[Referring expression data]
══════════

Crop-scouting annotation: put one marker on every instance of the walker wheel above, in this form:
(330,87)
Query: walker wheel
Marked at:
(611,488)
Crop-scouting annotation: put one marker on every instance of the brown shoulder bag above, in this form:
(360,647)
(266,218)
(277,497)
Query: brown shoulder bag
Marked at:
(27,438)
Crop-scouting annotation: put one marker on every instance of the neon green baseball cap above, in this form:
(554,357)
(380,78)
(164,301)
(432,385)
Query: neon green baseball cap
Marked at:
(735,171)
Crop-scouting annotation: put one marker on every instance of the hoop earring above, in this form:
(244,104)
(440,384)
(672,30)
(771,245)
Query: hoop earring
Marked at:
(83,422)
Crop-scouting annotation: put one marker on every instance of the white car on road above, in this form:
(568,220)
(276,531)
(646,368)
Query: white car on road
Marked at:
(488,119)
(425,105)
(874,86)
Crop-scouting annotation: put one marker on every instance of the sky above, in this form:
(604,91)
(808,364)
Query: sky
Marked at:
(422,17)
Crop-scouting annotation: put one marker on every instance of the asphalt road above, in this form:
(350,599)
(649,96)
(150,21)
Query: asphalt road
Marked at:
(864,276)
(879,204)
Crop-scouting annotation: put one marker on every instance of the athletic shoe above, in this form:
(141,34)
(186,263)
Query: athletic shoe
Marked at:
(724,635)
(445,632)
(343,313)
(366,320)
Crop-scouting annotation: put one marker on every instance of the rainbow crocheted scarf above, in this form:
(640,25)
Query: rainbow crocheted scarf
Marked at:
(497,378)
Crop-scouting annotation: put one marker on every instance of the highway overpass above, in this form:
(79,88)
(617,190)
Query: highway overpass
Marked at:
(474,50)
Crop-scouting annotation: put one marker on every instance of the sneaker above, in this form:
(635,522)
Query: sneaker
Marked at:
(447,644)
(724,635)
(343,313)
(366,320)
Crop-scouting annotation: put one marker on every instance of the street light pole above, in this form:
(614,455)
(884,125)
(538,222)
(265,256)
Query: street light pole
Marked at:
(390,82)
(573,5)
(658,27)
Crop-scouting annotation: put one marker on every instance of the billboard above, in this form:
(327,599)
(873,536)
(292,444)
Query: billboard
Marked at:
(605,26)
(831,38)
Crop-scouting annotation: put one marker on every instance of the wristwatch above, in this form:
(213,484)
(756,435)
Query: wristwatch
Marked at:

══════════

- **Work request**:
Every entry must be duplicated exactly as it was written.

- **Your solution**:
Crop-scouting annotation: put one marker on every instance of the walker wheel above, in this form:
(330,87)
Query: walker wheel
Marked at:
(611,488)
Crop-scouting annotation: put one marker on every instance of the brown shoulder bag above, in this form:
(360,647)
(266,218)
(277,497)
Query: brown shoulder bag
Marked at:
(27,438)
Crop-scouting annotation: put one marker on every instance of the neon green baseball cap above, in this form:
(554,357)
(380,78)
(164,301)
(432,385)
Query: neon green baseball cap
Marked at:
(735,171)
Crop-scouting annotation: put one marker on every instance of the hoop earring above, in this form:
(244,104)
(440,384)
(672,30)
(771,245)
Query: hoop earring
Marked at:
(83,422)
Crop-scouting annotation: put one marker on every instance of the white car on road above, in this form:
(568,220)
(276,531)
(646,368)
Query: white car on road
Marked at:
(488,119)
(425,105)
(874,86)
Crop-scouting annotation: put one marker on every instance of the sky above, in this form:
(604,91)
(808,364)
Query: sky
Marked at:
(422,17)
Crop-scouting annotation: put one marker on every instance of the asphalt road above, in this form:
(350,599)
(649,96)
(150,21)
Query: asphalt road
Marked at:
(864,276)
(879,204)
Crop-scouting annotation: put one marker on every instance of the athletic shoe above, in this form:
(141,34)
(186,263)
Query: athletic shoe
Marked at:
(724,635)
(445,632)
(343,313)
(366,320)
Crop-scouting annotation: put one marker on every instance of the rainbow crocheted scarf above, in this form:
(640,25)
Query: rainbow crocheted scarf
Marked at:
(497,378)
Crop-scouting annotation: put one marker on every instance of the highway overpass above, in this form:
(79,88)
(617,190)
Query: highway overpass
Marked at:
(474,50)
Crop-scouting annotation: put one marker on every instance of the sneaker above, in this form:
(635,522)
Query: sneaker
Marked at:
(447,644)
(724,635)
(343,313)
(366,320)
Crop-scouting annotation: put one marker on every instance of the street light pole above, in this form:
(614,455)
(884,125)
(538,222)
(265,256)
Query: street light pole
Marked at:
(390,82)
(573,5)
(658,27)
Crop-scouting annotation: put one marker on every instance of the billboard above, in this form:
(327,599)
(873,536)
(292,444)
Query: billboard
Marked at:
(605,26)
(831,38)
Crop-scouting annotation: put one marker on every instance of the wristwatch above, in this form:
(213,484)
(756,435)
Query: wristwatch
Marked at:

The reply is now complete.